Presentación de Romance para un reino que fenece
Buenas noches. El autor que nos convoca esta noche para hablar de su más reciente producción es, ya se ha dicho, profesor universitario de una especialidad que lo convierte en una persona áspera frente a los alumnos: metodología de la investigación. En otras palabras, él enseña a los futuros sociólogos no sólo a investigar sino a pensar sistemática, lógicamente; es decir, la única forma seria, sensata de construir sueños y luego materializarlos para que sean socialmente útiles. Creo que esa es una tarea harto difícil en una masa juvenil y estudiantil que, sumado a su afiebramiento hormonal, mayoritariamente ha adoptado como ideología de vida la futilidad, el consumo desenfrenado, el culto narcisista y la glotonería hedonista. Es decir, mientras Julio en las aulas les propone pensar y soñar, pero soñar con técnica, lógica y razón, los jóvenes, sus alumnos, se empeñan en la desorientación, en no saber qué quieren y mucho menos no saber a adónde ir. Por eso es que Julio Fuentes, y no peco de infidente al decirlo aquí, es un profesor poco querido por los alumnos.
Ahora, para hablar con propiedad esa no es sólo una característica de los jóvenes, pues quienes vienen estudiando el fenómeno de la postmodernidad saben que esa es ya una particularidad de la gran mayoría de la sociedad contemporánea, y para comprobarlo una vez mas, sólo hay que revisar una de las grandes causas de la actual crisis financiera y económica mundial: la codicia desmesurada, el mirarse sólo el ombligo y no pensar o recordar que somos humanos en la medida que reconocemos al otro.

-------------------------

- Tarea planteada 1 -
Transcriba sin alteración alguna el tramo de las filas que va desde la que contiene "of the haze" hasta la que contiene "point(234, 30)", ambas incluidas.
El texto y las filas no guardan relación alguna entre sí.

-------------------------

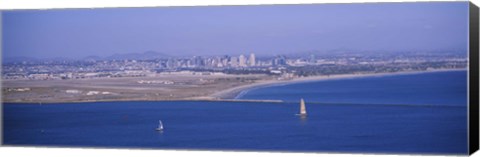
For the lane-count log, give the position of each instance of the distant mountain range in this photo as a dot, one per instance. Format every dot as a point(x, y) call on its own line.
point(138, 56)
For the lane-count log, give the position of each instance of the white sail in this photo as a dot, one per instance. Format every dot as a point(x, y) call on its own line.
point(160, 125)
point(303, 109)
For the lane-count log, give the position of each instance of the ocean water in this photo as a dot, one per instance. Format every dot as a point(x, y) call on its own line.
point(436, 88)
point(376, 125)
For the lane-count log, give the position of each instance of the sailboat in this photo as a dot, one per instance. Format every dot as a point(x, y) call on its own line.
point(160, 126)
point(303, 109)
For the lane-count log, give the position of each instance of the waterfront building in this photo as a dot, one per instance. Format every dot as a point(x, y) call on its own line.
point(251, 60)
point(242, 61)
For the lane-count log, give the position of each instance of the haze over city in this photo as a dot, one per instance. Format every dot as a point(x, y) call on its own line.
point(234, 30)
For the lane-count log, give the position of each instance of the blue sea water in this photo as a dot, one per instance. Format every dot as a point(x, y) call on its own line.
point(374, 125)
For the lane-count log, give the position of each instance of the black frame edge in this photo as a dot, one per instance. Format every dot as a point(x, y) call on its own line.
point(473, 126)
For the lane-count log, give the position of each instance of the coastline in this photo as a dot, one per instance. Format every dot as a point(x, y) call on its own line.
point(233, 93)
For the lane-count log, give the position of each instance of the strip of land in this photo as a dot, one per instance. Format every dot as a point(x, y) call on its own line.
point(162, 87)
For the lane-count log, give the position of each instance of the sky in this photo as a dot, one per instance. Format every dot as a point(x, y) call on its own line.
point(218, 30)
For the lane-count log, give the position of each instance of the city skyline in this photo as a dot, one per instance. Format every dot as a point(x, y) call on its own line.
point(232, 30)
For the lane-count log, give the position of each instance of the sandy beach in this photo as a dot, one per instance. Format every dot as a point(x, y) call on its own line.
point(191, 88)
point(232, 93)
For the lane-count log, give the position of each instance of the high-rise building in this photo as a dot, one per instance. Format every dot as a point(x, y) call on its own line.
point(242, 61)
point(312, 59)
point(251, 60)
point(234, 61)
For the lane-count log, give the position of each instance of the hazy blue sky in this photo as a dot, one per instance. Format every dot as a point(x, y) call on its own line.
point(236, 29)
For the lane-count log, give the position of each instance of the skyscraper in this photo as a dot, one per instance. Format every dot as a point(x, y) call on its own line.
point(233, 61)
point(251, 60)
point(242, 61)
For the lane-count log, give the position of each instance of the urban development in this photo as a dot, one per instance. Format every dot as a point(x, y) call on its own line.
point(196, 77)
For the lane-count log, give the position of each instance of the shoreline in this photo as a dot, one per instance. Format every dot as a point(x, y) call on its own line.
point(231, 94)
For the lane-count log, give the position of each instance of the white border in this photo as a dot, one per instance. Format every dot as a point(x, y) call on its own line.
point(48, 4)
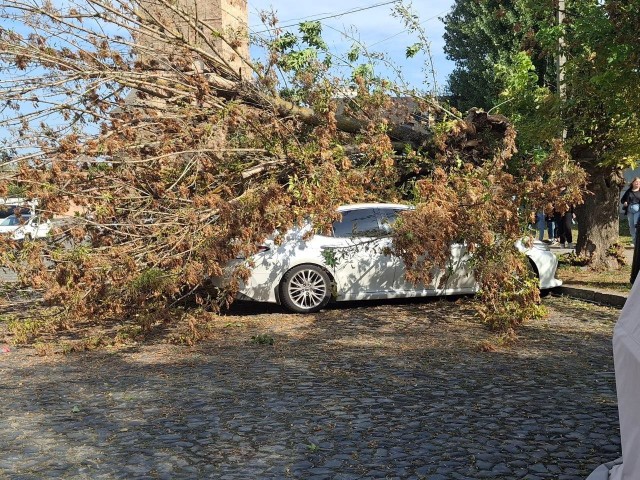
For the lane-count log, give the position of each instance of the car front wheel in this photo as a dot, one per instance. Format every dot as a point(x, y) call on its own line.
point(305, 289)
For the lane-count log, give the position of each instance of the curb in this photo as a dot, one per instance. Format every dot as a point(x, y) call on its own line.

-------------------------

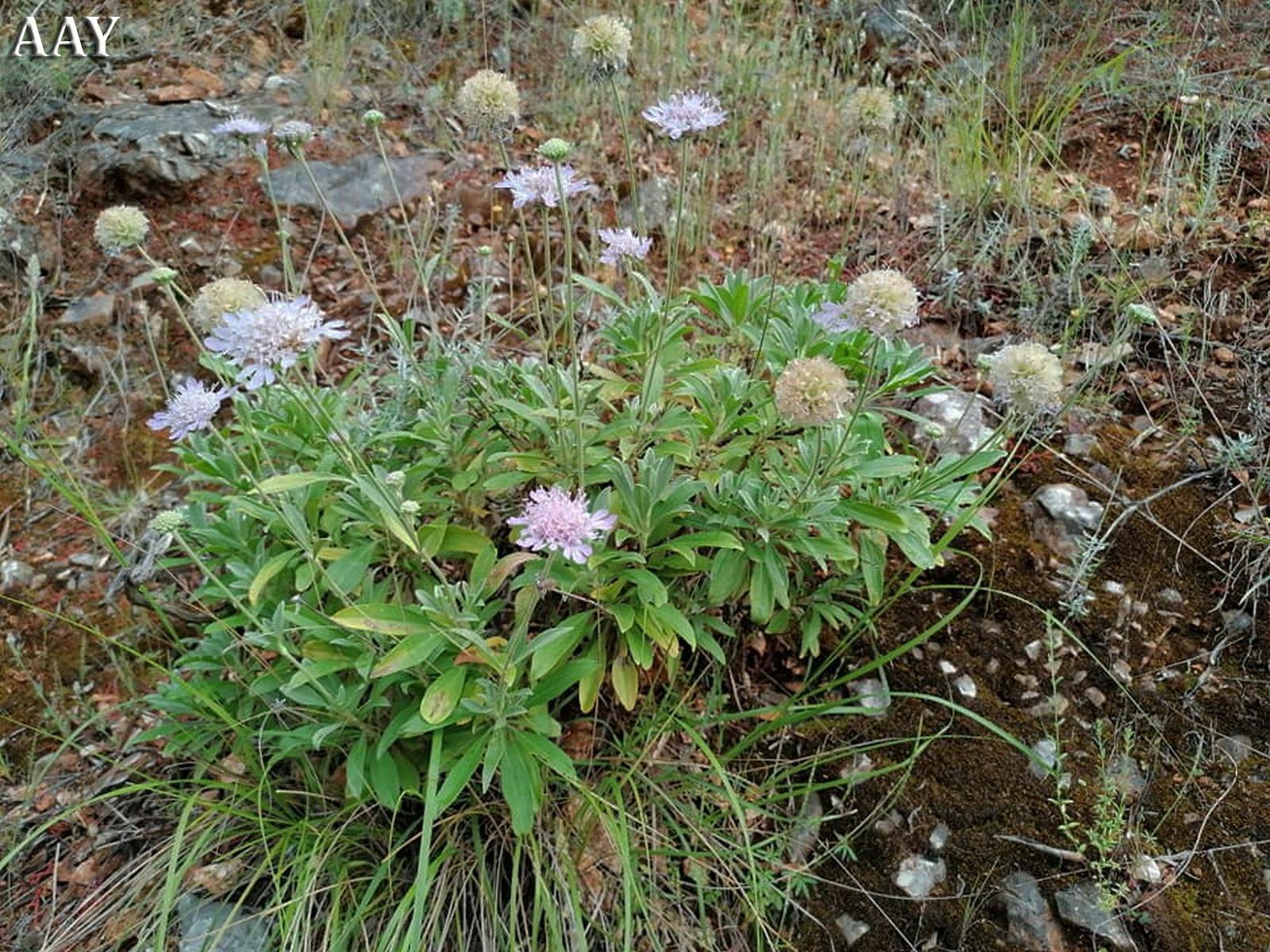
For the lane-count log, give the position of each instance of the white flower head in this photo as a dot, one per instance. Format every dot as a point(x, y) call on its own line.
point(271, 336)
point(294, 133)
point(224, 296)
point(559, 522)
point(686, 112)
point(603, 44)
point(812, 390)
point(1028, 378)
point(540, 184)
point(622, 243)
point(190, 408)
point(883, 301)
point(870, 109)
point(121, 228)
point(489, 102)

-------------------------

- Tarea planteada 2 -
Reproduzca el pasaje de la presentación comprendido entre "Ahora, para hablar" y "reconocemos al otro.", sustituyendo "codicia" por "avaricia".

- Respuesta correspondiente 1 -
For the lane-count log, give the position of each instance of the haze over city in this photo as a dot, one per instance. Format every dot as a point(x, y) call on its own line.
point(234, 30)

- Respuesta correspondiente 2 -
Ahora, para hablar con propiedad esa no es sólo una característica de los jóvenes, pues quienes vienen estudiando el fenómeno de la postmodernidad saben que esa es ya una particularidad de la gran mayoría de la sociedad contemporánea, y para comprobarlo una vez mas, sólo hay que revisar una de las grandes causas de la actual crisis financiera y económica mundial: la avaricia desmesurada, el mirarse sólo el ombligo y no pensar o recordar que somos humanos en la medida que reconocemos al otro.